### [Exercise]
Return each entry precisely as it appears below.
(Supplied records begins)
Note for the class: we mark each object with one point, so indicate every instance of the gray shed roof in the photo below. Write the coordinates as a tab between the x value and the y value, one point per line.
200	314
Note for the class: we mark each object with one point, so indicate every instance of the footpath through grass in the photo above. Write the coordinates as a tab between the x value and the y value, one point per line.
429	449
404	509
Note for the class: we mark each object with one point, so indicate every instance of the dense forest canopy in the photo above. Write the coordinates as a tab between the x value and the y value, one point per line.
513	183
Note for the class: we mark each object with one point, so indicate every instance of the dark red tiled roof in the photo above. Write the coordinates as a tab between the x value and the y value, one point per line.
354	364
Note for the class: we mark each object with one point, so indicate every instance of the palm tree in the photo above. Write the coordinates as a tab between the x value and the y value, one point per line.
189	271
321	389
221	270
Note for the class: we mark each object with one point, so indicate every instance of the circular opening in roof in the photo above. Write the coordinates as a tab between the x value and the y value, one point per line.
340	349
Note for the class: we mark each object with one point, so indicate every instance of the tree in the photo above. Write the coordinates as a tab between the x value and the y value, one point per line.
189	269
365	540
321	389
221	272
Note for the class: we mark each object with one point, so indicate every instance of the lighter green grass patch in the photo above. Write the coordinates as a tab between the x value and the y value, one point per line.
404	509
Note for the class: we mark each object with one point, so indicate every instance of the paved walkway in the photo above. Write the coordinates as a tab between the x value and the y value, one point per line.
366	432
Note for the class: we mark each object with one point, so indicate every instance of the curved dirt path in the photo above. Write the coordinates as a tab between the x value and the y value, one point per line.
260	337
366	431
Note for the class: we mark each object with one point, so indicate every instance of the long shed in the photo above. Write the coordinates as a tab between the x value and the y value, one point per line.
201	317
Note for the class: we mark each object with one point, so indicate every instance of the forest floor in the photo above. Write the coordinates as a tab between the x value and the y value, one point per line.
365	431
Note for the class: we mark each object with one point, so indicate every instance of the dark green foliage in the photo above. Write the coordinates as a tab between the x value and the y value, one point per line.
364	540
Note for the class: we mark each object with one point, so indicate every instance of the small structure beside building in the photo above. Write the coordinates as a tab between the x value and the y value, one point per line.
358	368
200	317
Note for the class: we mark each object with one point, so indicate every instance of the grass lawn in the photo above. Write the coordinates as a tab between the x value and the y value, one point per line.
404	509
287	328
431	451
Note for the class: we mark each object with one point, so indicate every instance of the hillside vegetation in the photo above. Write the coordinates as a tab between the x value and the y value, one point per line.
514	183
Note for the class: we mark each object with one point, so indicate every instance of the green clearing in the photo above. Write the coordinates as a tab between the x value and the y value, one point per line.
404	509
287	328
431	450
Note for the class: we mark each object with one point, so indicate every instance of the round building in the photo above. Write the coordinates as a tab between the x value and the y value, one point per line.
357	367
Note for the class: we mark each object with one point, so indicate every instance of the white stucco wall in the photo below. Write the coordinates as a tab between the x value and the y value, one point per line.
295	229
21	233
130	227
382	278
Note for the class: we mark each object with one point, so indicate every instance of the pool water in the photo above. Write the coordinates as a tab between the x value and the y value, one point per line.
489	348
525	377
(Supplied records ends)
### [Result of this task]
Note for the class: we mark each object with one point, so indicate every instance of the gray shed roof in the photo below. Write the coordinates as a tab between the x value and the y value, one point per line.
200	314
Note for the class: we mark each object with one point, so indicate every instance of the footpath through grass in the photo above. Write the coordinates as a tab between the x value and the y value, one point per line.
429	449
404	509
Note for the class: we mark each object with one point, so indicate every instance of the dense forest canopy in the photo above. Write the coordinates as a tab between the x value and the y value, one point per line.
513	183
Note for the class: we mark each object with one point, so indicate every instance of the dark red tiled roof in the photo above. Write the coordinates as a tab between the x value and the y value, one point per line.
354	364
Note for the class: we mark each object with one point, so indicate every instance of the palm tree in the photo above. Write the coordinates as a tab between the x value and the y value, one point per line.
189	271
321	389
221	270
Note for the class: we mark each object with one point, so indicate every instance of the circular opening in roof in the photo above. Write the coordinates as a tab between the x value and the y value, one point per line.
340	349
Note for the class: we mark each object with one point, so indicate every instance of the tree in the photo above. Write the coordinates as a tab between the x value and the y value, one point per line.
189	269
365	540
321	389
221	272
Note for the class: we mark each object with one point, so indicate every instance of the lighter green grass patch in the photo above. Write the coordinates as a tab between the x value and the y value, one point per line.
404	509
Note for the class: we mark each object with one point, so indicate every instance of the paved walkway in the photo above. Write the coordinates as a tab between the x value and the y value, one point per line.
366	432
Note for the class: we mark each object with one point, so indicate every instance of the curved dirt path in the photo above. Write the coordinates as a tab between the x value and the y value, one point per line.
260	337
366	431
Note for the class: we mark each object with one point, so indicate every instance of the long shed in the photo above. Write the coordinates as a tab between the x value and the y value, one point per line.
201	317
Note for the class: we mark each object with one point, so indicate every instance of the forest floor in the photo above. Write the coordinates as a tab between the x value and the y value, one point per line.
365	431
Note for the class: we mark each object with one point, so indicate every instance of the dark green foliage in the photo above. Write the coordinates as a tab between the x value and the y value, one point per line.
364	540
Note for the class: we mark each object with one point, so indicate every instance of the small structure beside building in the photo above. Write the coordinates as a tab between the x value and the y value, one point per line.
358	368
200	317
Note for the class: we mark each object with one point, so indicate every instance of the grass lawn in the photo above. Write the coordinates as a tab between the x value and the y value, one point per line.
404	509
287	328
431	451
Note for the class: we mark each object with one point, so indicate every instance of the hillside vegetation in the photo above. Write the coordinates as a tab between the x value and the y value, one point per line.
514	183
Note for the class: we mark each object with one point, so indicate every instance of the green clearing in the photo above. Write the coordinates as a tab between the x value and the y value, one point per line.
404	509
287	328
431	450
Note for the class: we mark each object with one point, so indicate every instance of the round building in the photo above. Write the coordinates as a tab between the x value and the y value, one point per line.
357	367
Note for the class: we mark each object with one point, so indicate every instance of the white stucco wall in the photo below. Write the coordinates as a tab between the x value and the y value, one point per line.
295	229
21	233
130	227
382	278
Note for the class: we mark each object with one point, so indicate every instance of the pool water in the photo above. Write the coordinates as a tab between the x value and the y value, one point per line.
489	348
525	377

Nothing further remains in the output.